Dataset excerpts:
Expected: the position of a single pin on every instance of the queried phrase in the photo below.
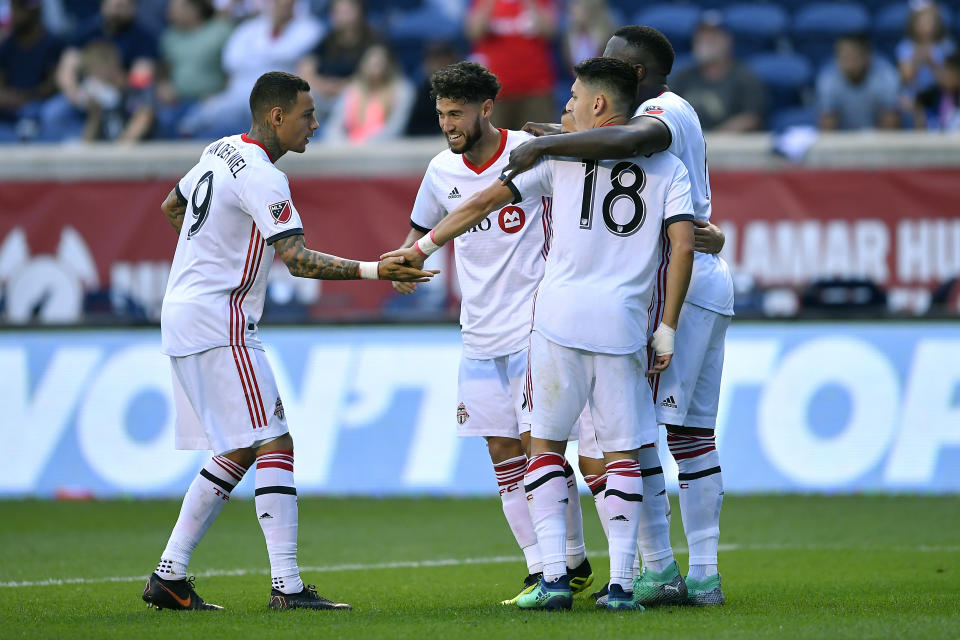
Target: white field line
(459, 562)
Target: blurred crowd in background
(128, 70)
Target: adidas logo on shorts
(669, 402)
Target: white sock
(624, 500)
(653, 534)
(276, 502)
(546, 486)
(576, 547)
(598, 484)
(204, 500)
(701, 497)
(514, 498)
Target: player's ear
(486, 108)
(275, 117)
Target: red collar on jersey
(250, 140)
(486, 165)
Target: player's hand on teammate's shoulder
(542, 128)
(404, 288)
(522, 158)
(707, 237)
(408, 255)
(396, 268)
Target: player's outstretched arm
(408, 287)
(678, 279)
(174, 208)
(456, 223)
(641, 136)
(707, 237)
(307, 263)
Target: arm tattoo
(175, 207)
(306, 263)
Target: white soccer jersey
(711, 286)
(500, 261)
(607, 246)
(238, 204)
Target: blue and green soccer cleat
(619, 600)
(551, 596)
(652, 589)
(706, 592)
(529, 584)
(581, 577)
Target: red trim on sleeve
(250, 140)
(496, 156)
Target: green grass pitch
(793, 567)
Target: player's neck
(485, 147)
(269, 141)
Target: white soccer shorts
(688, 392)
(490, 396)
(226, 399)
(562, 381)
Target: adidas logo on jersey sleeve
(669, 402)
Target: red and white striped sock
(598, 484)
(510, 478)
(701, 497)
(203, 502)
(276, 502)
(653, 534)
(624, 500)
(546, 486)
(576, 547)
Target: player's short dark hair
(650, 41)
(464, 82)
(275, 89)
(616, 78)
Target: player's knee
(503, 448)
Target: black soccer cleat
(306, 599)
(177, 595)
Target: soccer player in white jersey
(500, 263)
(232, 211)
(687, 394)
(589, 339)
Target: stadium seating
(816, 26)
(755, 27)
(676, 21)
(785, 75)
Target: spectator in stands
(589, 26)
(423, 113)
(512, 39)
(63, 116)
(190, 52)
(938, 108)
(924, 49)
(376, 103)
(726, 94)
(274, 40)
(329, 67)
(115, 109)
(858, 90)
(28, 62)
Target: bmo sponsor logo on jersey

# [What you should do]
Each of the lines from the one holding "Target: white sock" through the final line of the entries is to be set down exactly, and no others.

# [Solution for this exercise]
Target: white sock
(624, 500)
(653, 534)
(276, 502)
(546, 486)
(576, 547)
(598, 484)
(204, 500)
(701, 497)
(514, 498)
Target: player's ear
(486, 108)
(275, 117)
Target: red collar on jersey
(250, 140)
(486, 165)
Target: player's hand on teammate's shoulder
(542, 128)
(404, 288)
(522, 158)
(707, 237)
(408, 255)
(396, 268)
Target: player's outstretched arm
(408, 287)
(678, 279)
(174, 208)
(456, 223)
(641, 136)
(707, 237)
(307, 263)
Target: arm tattoo
(175, 207)
(306, 263)
Target: white soccer jersey
(711, 286)
(500, 261)
(607, 246)
(238, 204)
Target: blue and green soccer cleat
(619, 600)
(551, 596)
(652, 589)
(706, 592)
(529, 584)
(581, 577)
Target: red trim on sleeve
(250, 140)
(496, 156)
Target: green grass pitch
(793, 567)
Target: player's neck
(485, 147)
(269, 141)
Target: white soccer shorts
(688, 392)
(490, 396)
(226, 399)
(562, 381)
Target: adidas logo on jersey sleeve
(669, 402)
Target: red and white striped sock
(598, 484)
(510, 478)
(701, 497)
(203, 502)
(276, 502)
(653, 534)
(624, 500)
(546, 486)
(576, 547)
Target: player's short dark hair
(650, 41)
(464, 82)
(275, 89)
(616, 78)
Target: player's knee
(503, 448)
Target: black soccer cleat
(306, 599)
(177, 595)
Target: soccer player in white jersey
(500, 263)
(232, 211)
(687, 394)
(589, 339)
Target: stadium seating
(816, 26)
(755, 27)
(676, 21)
(785, 75)
Target: spectator in stands
(589, 26)
(423, 113)
(512, 39)
(63, 116)
(190, 52)
(938, 108)
(924, 49)
(376, 103)
(726, 94)
(274, 40)
(329, 67)
(115, 109)
(858, 90)
(28, 62)
Target: bmo sponsor logo on jersey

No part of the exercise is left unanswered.